-- START OF Given records --

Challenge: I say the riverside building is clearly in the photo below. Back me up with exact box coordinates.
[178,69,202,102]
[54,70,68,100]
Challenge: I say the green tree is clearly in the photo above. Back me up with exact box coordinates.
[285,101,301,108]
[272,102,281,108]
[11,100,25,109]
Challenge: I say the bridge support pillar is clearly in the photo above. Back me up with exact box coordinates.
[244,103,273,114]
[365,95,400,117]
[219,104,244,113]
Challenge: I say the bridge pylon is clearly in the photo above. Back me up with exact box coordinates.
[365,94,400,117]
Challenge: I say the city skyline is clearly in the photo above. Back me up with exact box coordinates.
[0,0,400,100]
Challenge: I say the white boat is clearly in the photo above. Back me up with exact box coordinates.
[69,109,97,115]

-- END OF Given records --
-- START OF Given records --

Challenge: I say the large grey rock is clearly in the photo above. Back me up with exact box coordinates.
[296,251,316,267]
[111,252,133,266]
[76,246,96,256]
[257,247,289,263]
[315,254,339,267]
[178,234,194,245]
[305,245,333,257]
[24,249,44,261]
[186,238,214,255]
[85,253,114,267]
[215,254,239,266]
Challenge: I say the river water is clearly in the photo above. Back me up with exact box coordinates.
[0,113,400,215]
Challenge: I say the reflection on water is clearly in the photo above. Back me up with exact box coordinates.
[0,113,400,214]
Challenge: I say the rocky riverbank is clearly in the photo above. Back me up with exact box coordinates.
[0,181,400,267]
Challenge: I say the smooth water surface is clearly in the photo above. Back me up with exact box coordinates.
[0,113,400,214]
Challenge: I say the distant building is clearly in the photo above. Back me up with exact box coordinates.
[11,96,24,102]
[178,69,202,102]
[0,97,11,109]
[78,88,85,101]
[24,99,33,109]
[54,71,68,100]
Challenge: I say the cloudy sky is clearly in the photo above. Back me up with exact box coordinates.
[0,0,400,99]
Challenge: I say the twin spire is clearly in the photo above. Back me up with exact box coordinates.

-- END OF Given records --

* Stated exercise: Rewrite the rows starting at the line that contains "Challenge: I say the riverside" and ending at the line that contains "[11,100,25,109]", changing "green tree" to "leafy tree" and leaving everything else as it is.

* Result:
Challenge: I say the riverside building is clearly in the photo below. Back me up with exact box coordinates.
[178,69,202,102]
[54,70,68,100]
Challenge: I say the leafy tree is clearly in the photo above. Back me up with exact box coordinates.
[285,101,301,108]
[272,102,281,108]
[11,100,25,109]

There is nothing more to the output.